● **Stated exercise**
Count how many lines of the records below contain the string "ceiling", treating uppercase and lowercase as different. Reply with the number alone.

● **Records for the task**
* start *

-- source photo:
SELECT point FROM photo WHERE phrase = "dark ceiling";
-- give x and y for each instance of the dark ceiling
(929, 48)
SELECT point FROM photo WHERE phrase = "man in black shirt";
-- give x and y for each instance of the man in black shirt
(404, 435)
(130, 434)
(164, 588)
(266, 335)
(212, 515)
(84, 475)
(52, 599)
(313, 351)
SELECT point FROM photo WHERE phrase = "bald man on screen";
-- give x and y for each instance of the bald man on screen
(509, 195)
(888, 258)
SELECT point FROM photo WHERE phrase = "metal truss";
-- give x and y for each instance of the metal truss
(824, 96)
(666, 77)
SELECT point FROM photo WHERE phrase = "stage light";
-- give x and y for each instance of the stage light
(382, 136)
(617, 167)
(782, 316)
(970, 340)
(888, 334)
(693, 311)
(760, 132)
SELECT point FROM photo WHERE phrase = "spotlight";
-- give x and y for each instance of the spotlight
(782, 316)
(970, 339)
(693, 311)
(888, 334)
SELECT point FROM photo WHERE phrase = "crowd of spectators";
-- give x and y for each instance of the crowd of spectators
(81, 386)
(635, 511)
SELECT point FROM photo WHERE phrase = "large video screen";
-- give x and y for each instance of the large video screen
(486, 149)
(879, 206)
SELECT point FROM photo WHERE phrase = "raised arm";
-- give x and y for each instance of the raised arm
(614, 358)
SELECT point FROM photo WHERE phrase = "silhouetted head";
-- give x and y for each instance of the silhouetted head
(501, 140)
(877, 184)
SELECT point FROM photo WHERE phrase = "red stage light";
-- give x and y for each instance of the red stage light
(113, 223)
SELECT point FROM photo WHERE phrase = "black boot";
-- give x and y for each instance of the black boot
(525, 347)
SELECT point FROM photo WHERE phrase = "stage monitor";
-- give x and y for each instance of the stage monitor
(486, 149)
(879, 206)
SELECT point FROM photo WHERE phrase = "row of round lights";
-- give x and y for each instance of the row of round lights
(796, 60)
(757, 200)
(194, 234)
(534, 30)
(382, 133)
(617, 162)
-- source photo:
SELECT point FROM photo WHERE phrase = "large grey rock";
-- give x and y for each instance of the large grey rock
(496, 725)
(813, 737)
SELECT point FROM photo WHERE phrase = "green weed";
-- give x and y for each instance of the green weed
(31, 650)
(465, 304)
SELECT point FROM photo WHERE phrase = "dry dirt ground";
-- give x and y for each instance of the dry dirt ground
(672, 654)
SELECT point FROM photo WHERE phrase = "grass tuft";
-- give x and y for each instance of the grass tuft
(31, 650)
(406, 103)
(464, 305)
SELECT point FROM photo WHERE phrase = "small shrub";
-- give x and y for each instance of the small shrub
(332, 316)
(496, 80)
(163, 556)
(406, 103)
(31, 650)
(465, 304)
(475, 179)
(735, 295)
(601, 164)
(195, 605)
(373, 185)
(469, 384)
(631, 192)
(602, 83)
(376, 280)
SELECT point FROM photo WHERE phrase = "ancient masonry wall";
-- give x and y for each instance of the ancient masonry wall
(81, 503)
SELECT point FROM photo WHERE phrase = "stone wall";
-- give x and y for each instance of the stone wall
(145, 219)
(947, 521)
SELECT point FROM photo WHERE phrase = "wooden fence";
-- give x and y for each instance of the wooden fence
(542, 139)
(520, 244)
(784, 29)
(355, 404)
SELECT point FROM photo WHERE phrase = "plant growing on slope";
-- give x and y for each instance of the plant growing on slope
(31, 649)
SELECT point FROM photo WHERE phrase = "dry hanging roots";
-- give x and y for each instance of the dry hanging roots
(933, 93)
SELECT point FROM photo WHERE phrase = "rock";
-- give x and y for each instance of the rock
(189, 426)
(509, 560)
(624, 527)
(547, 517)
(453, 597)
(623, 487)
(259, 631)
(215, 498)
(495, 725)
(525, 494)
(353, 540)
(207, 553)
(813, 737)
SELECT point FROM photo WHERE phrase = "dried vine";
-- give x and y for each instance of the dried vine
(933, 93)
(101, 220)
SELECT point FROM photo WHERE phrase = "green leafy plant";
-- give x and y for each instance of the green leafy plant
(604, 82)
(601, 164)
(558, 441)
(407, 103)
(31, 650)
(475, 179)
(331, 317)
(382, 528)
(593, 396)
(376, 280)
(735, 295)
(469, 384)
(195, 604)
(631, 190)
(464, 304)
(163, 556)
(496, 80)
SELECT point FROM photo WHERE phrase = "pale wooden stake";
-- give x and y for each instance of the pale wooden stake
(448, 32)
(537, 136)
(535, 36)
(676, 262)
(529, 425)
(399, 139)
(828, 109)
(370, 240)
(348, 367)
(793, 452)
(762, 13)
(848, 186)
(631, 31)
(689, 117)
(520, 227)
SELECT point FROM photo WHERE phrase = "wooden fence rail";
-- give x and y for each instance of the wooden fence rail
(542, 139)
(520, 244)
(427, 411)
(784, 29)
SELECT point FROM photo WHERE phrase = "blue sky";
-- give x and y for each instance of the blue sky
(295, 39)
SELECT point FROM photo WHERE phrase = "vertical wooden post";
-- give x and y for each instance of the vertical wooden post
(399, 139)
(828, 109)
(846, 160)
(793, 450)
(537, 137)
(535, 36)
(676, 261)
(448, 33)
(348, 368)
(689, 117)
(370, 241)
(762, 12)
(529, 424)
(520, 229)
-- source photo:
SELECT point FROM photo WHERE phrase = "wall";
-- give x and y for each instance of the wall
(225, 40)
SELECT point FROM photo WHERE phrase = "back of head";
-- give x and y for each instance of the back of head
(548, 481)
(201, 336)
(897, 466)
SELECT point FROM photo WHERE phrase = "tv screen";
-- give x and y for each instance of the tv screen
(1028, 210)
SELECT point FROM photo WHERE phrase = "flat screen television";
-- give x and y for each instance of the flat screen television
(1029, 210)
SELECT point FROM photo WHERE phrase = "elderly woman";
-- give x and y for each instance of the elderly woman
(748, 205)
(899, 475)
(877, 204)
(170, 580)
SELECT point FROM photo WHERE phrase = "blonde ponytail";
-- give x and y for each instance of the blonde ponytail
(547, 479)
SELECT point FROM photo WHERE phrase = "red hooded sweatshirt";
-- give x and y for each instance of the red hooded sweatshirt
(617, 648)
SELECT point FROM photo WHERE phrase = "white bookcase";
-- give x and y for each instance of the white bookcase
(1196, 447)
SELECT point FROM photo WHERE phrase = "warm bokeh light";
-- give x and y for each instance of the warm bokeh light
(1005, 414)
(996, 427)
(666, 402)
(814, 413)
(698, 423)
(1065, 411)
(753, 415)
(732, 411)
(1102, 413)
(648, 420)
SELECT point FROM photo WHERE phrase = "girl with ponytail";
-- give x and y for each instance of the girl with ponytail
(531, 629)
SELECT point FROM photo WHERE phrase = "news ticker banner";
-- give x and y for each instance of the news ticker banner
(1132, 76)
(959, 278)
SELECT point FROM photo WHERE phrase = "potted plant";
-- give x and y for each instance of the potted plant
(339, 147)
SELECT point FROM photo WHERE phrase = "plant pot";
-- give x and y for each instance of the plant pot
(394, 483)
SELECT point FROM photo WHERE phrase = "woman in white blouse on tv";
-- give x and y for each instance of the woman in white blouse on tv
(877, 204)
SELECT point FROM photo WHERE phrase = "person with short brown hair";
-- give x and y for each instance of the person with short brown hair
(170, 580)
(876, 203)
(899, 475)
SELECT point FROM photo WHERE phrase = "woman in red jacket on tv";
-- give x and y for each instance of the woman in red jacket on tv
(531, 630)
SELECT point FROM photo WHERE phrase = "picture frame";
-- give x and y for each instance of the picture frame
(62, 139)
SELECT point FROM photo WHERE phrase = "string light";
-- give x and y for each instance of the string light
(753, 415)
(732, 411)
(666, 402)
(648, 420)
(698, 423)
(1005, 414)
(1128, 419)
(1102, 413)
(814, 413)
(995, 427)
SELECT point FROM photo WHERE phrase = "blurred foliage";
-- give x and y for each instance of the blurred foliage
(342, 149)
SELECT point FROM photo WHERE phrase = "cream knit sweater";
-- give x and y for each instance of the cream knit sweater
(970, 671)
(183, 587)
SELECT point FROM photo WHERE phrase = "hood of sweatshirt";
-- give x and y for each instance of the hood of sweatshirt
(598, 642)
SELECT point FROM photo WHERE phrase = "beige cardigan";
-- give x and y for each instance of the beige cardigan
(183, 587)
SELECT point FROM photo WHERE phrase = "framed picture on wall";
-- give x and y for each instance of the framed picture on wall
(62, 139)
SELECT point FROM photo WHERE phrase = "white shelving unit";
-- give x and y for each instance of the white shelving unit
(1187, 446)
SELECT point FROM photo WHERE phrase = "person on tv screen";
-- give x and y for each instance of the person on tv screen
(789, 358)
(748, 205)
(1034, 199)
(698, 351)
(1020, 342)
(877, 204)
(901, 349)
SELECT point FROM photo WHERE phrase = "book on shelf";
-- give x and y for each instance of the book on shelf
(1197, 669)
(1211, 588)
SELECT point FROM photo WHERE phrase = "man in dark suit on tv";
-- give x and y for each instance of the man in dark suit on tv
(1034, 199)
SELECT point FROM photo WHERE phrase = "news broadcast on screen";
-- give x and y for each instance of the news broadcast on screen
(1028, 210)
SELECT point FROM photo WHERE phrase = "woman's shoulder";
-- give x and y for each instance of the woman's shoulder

* end *

● **Exercise result**
2